:: Data shown ::
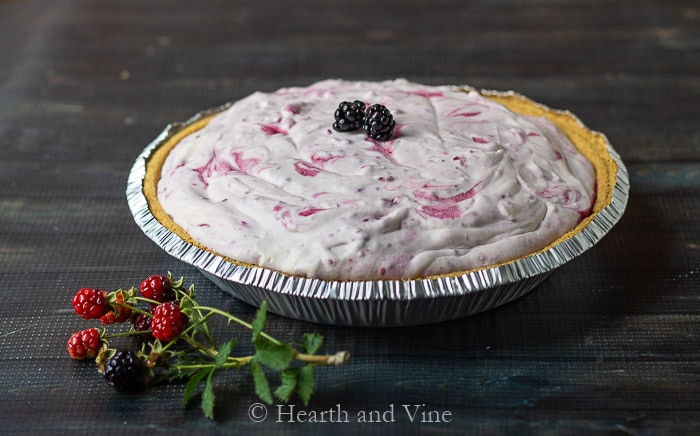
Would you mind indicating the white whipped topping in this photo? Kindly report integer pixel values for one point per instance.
(464, 183)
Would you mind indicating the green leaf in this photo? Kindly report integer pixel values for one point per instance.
(289, 384)
(224, 352)
(193, 383)
(262, 386)
(311, 342)
(275, 356)
(259, 321)
(208, 396)
(306, 383)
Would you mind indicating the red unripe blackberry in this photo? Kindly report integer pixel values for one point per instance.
(168, 321)
(126, 372)
(90, 303)
(119, 314)
(157, 287)
(85, 344)
(142, 323)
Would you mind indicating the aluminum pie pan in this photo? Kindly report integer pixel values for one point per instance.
(381, 303)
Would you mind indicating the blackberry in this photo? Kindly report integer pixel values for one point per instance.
(379, 122)
(349, 116)
(126, 372)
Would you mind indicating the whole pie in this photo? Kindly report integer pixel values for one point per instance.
(462, 180)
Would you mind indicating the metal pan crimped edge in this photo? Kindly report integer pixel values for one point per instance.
(385, 303)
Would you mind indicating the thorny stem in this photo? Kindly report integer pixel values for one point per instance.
(237, 320)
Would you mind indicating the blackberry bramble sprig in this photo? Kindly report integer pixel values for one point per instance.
(177, 343)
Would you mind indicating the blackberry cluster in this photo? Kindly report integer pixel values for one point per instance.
(126, 372)
(349, 116)
(377, 121)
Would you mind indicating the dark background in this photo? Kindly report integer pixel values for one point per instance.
(608, 344)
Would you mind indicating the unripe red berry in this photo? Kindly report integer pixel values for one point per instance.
(120, 313)
(168, 321)
(157, 287)
(90, 303)
(84, 344)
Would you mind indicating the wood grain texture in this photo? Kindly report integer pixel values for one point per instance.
(608, 344)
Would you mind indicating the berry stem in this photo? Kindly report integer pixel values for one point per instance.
(237, 321)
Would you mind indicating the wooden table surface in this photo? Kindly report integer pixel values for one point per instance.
(610, 343)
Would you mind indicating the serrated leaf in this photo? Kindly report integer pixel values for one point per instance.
(306, 384)
(289, 384)
(224, 352)
(208, 396)
(192, 385)
(311, 342)
(262, 386)
(275, 356)
(259, 321)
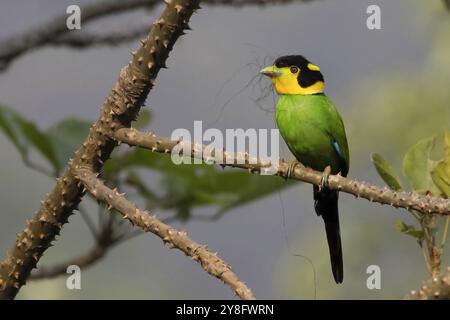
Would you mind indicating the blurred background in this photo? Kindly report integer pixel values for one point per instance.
(391, 87)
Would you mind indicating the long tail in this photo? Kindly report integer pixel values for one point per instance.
(326, 205)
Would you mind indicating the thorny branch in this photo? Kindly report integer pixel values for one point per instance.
(209, 261)
(105, 242)
(424, 204)
(120, 108)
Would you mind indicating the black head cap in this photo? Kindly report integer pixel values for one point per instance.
(306, 77)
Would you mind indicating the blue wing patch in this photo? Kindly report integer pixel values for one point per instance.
(344, 165)
(338, 150)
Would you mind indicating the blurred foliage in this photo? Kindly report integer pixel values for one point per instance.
(180, 188)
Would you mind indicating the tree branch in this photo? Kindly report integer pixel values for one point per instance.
(436, 288)
(119, 109)
(209, 261)
(82, 40)
(410, 201)
(51, 32)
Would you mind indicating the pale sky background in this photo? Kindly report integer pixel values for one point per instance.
(50, 84)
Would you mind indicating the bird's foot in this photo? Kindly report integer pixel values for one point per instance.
(324, 181)
(291, 169)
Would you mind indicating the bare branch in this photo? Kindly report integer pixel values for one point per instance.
(436, 288)
(174, 238)
(119, 109)
(82, 40)
(413, 201)
(52, 32)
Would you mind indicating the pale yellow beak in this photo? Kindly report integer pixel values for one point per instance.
(271, 71)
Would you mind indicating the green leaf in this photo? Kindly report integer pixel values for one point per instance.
(417, 166)
(66, 137)
(441, 173)
(386, 172)
(24, 134)
(409, 230)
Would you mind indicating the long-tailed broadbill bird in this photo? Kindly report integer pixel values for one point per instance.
(314, 132)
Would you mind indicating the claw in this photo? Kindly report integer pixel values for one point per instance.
(324, 181)
(291, 169)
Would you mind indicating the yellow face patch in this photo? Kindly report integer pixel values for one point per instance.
(285, 81)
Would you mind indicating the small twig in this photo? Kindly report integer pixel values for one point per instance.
(445, 232)
(82, 40)
(436, 288)
(50, 32)
(209, 261)
(410, 201)
(87, 219)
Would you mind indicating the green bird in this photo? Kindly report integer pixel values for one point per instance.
(314, 132)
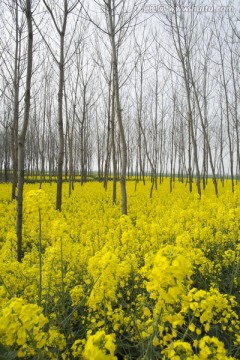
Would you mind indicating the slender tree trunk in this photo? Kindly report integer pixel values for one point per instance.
(118, 108)
(22, 135)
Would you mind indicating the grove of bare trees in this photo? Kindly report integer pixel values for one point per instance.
(116, 89)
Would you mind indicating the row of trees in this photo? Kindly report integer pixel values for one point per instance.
(118, 91)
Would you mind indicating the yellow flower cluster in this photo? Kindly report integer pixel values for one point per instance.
(160, 283)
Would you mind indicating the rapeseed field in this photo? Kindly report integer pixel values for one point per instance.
(160, 283)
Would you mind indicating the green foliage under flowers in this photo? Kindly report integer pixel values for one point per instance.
(160, 283)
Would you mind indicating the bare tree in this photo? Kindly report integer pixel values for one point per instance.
(26, 7)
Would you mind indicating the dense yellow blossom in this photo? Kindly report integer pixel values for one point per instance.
(161, 282)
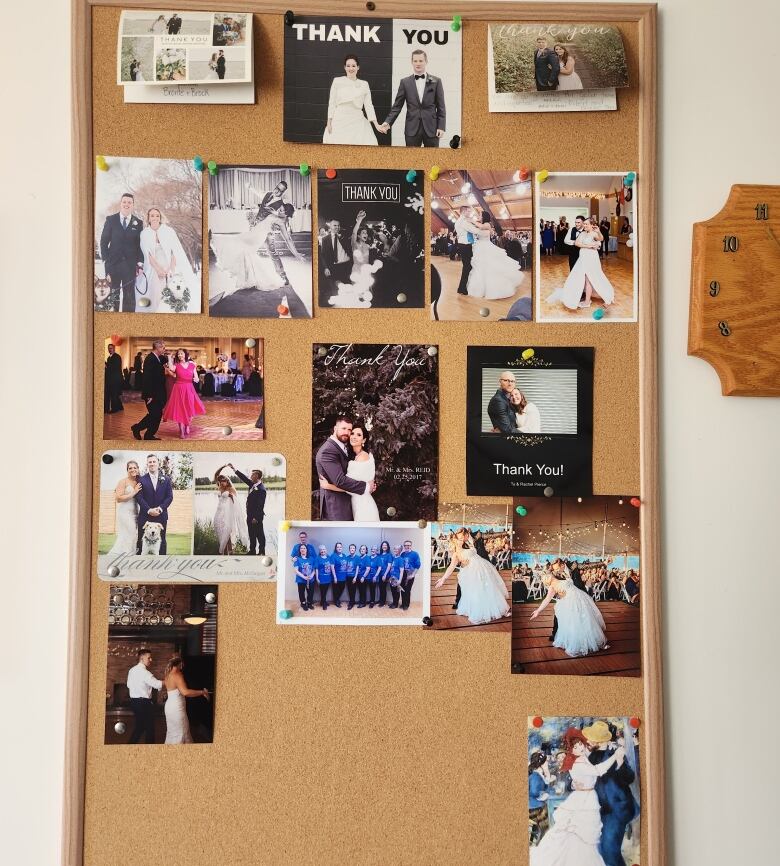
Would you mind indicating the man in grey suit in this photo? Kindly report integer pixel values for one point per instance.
(331, 461)
(423, 96)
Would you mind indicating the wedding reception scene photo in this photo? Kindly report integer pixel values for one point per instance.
(471, 567)
(576, 586)
(161, 664)
(375, 432)
(353, 573)
(260, 256)
(148, 236)
(481, 246)
(586, 230)
(205, 388)
(370, 239)
(372, 81)
(584, 790)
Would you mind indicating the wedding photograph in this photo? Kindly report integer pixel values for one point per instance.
(576, 586)
(471, 567)
(481, 246)
(370, 241)
(375, 432)
(148, 236)
(163, 388)
(529, 420)
(353, 573)
(372, 81)
(583, 790)
(161, 664)
(586, 254)
(260, 245)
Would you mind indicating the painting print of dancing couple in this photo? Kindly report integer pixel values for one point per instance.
(583, 791)
(260, 260)
(375, 432)
(576, 586)
(587, 263)
(148, 215)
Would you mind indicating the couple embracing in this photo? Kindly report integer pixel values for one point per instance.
(346, 472)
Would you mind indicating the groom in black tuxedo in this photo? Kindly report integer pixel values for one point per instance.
(120, 249)
(331, 461)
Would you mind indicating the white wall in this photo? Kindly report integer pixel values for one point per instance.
(717, 125)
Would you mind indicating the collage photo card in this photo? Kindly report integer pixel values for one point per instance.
(260, 250)
(586, 265)
(148, 236)
(161, 664)
(576, 586)
(354, 573)
(583, 790)
(481, 246)
(375, 426)
(529, 422)
(205, 388)
(184, 516)
(372, 81)
(370, 241)
(471, 567)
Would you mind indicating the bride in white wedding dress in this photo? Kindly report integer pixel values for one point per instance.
(126, 524)
(483, 591)
(176, 722)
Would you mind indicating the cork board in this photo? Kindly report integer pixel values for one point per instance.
(303, 768)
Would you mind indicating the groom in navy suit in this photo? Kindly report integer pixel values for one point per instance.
(154, 500)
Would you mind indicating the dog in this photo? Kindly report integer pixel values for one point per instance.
(152, 538)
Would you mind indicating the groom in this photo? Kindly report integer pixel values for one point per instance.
(154, 499)
(331, 462)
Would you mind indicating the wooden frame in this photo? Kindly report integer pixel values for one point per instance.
(644, 15)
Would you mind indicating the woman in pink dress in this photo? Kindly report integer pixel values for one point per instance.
(183, 402)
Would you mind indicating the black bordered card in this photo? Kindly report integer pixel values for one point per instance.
(529, 421)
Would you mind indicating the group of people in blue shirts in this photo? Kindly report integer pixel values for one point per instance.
(366, 574)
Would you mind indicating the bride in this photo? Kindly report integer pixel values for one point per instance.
(493, 274)
(229, 518)
(574, 837)
(580, 623)
(350, 96)
(127, 511)
(483, 591)
(176, 721)
(362, 467)
(586, 275)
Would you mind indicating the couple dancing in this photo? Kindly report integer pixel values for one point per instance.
(346, 472)
(586, 279)
(590, 824)
(486, 270)
(140, 683)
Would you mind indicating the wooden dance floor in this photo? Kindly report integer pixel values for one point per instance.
(240, 414)
(444, 616)
(532, 649)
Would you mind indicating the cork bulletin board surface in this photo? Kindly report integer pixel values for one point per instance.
(357, 745)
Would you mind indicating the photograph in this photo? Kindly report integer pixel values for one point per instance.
(161, 664)
(557, 57)
(583, 791)
(375, 428)
(370, 241)
(529, 421)
(481, 246)
(260, 251)
(353, 573)
(372, 81)
(586, 262)
(576, 586)
(204, 388)
(148, 236)
(471, 567)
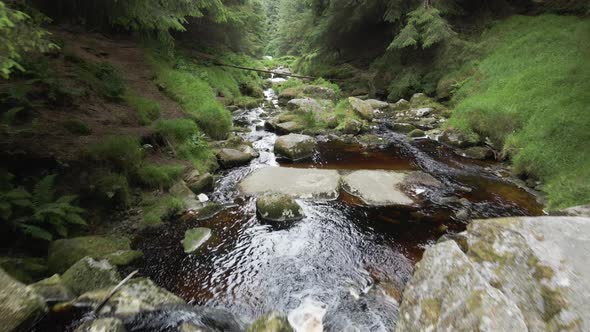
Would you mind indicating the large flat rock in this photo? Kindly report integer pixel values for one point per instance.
(377, 188)
(299, 183)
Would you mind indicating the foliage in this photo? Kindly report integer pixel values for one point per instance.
(20, 35)
(39, 214)
(530, 95)
(159, 176)
(147, 110)
(120, 153)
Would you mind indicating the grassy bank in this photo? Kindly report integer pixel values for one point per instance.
(530, 93)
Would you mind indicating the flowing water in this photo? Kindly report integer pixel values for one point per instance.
(345, 262)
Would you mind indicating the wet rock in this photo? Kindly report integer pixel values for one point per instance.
(271, 322)
(361, 108)
(194, 238)
(537, 265)
(320, 92)
(298, 183)
(303, 105)
(402, 127)
(199, 183)
(377, 188)
(66, 252)
(422, 112)
(446, 293)
(278, 208)
(417, 133)
(229, 158)
(89, 274)
(377, 104)
(289, 127)
(400, 105)
(476, 152)
(137, 295)
(102, 325)
(53, 289)
(295, 146)
(20, 306)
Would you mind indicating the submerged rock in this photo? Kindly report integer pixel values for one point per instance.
(53, 289)
(377, 188)
(295, 146)
(511, 274)
(361, 108)
(20, 306)
(299, 183)
(137, 295)
(229, 158)
(102, 325)
(279, 208)
(271, 322)
(194, 238)
(66, 252)
(89, 274)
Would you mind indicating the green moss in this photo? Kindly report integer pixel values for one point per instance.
(529, 93)
(147, 110)
(121, 153)
(159, 176)
(77, 127)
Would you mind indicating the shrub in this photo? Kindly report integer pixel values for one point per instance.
(147, 110)
(159, 176)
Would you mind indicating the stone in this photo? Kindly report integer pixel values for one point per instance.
(199, 183)
(289, 127)
(278, 208)
(377, 188)
(537, 266)
(20, 306)
(194, 238)
(66, 252)
(229, 158)
(53, 290)
(402, 127)
(361, 108)
(295, 146)
(320, 92)
(377, 104)
(417, 133)
(298, 183)
(271, 322)
(135, 296)
(446, 293)
(476, 153)
(102, 325)
(423, 112)
(89, 274)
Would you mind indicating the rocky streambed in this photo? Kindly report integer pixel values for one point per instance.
(323, 232)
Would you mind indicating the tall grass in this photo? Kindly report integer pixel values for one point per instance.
(531, 95)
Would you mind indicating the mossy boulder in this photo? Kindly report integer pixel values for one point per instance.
(295, 146)
(102, 325)
(194, 238)
(89, 274)
(20, 306)
(361, 108)
(278, 208)
(66, 252)
(53, 289)
(272, 322)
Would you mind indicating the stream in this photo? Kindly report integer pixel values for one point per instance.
(344, 263)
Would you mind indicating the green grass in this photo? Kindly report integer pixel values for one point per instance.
(120, 153)
(159, 176)
(188, 142)
(147, 110)
(531, 95)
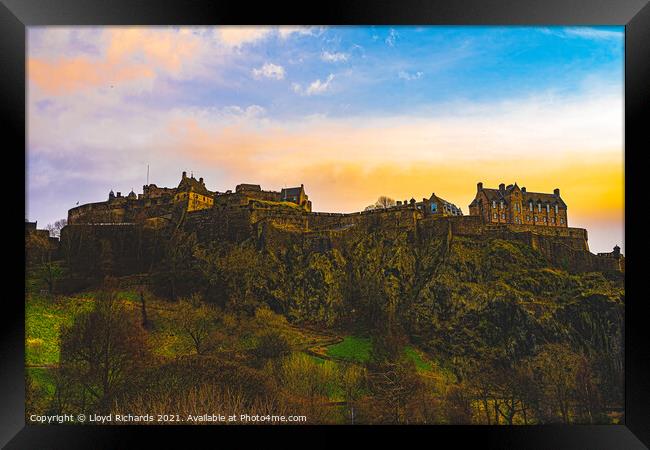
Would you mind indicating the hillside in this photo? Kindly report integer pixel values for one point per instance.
(483, 329)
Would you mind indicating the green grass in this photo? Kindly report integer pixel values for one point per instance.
(43, 319)
(42, 381)
(352, 348)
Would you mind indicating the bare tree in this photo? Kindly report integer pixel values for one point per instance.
(56, 227)
(103, 348)
(385, 202)
(197, 320)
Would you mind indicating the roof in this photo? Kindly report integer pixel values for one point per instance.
(290, 191)
(535, 197)
(192, 184)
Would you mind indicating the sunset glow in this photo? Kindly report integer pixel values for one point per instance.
(351, 112)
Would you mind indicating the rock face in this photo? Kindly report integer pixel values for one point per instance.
(135, 246)
(459, 289)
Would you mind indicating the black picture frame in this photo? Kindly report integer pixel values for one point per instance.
(16, 15)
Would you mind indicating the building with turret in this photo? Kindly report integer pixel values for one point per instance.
(513, 205)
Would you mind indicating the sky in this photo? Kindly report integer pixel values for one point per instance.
(352, 113)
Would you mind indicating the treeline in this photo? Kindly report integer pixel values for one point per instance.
(526, 342)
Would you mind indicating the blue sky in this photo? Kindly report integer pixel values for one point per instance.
(351, 112)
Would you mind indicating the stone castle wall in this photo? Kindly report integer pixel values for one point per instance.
(236, 218)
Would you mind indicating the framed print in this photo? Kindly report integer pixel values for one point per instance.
(408, 216)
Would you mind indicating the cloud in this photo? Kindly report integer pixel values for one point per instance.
(585, 33)
(334, 57)
(269, 70)
(233, 36)
(594, 33)
(115, 56)
(315, 87)
(287, 31)
(409, 76)
(392, 37)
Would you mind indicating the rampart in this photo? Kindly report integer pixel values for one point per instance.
(237, 217)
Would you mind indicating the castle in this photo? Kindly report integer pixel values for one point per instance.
(136, 222)
(191, 195)
(513, 205)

:: Problem requirements ::
Extract exactly the lines between the line containing "Would you mind indicating the black picture" and the end of the data, including both.

:: Exercise solution ::
Would you mind indicating the black picture frame in this photo? Kindly report integer pixel values for one point per instance.
(16, 15)
Would you mind indicating the building with turret in this photo? Kindly report integer pixel values for one point per instance.
(513, 205)
Would you mind indicating the sky in this photo? Kindly report integer pixel values for one point per instance.
(352, 113)
Would you mind indicating the treeline in this photo? Kindly report integer pixel values for one point per instance.
(526, 342)
Would you mind indicating the blue sky in this photo? Kindly report integer pixel values for one point per instance.
(351, 112)
Would you mind indicating the stone castle wall in this photo? Kindly report integer pixel values for one point per instance.
(236, 218)
Would you mind indicating the framed print in this photo? Kindly report integer pixel values for one point per instance.
(408, 216)
Would you mind indicating the cloud in this photo? Kindly report integer pixel values for one point per instance.
(585, 33)
(334, 57)
(269, 70)
(233, 36)
(594, 33)
(115, 56)
(315, 87)
(287, 31)
(409, 76)
(392, 37)
Would you mind indicating the rampart in this photo? Kindly report integer pixel values for one point per instance.
(237, 217)
Would you mind indicating the castle in this photo? Kindly report integer pixel values for one point per instance.
(136, 222)
(191, 195)
(513, 205)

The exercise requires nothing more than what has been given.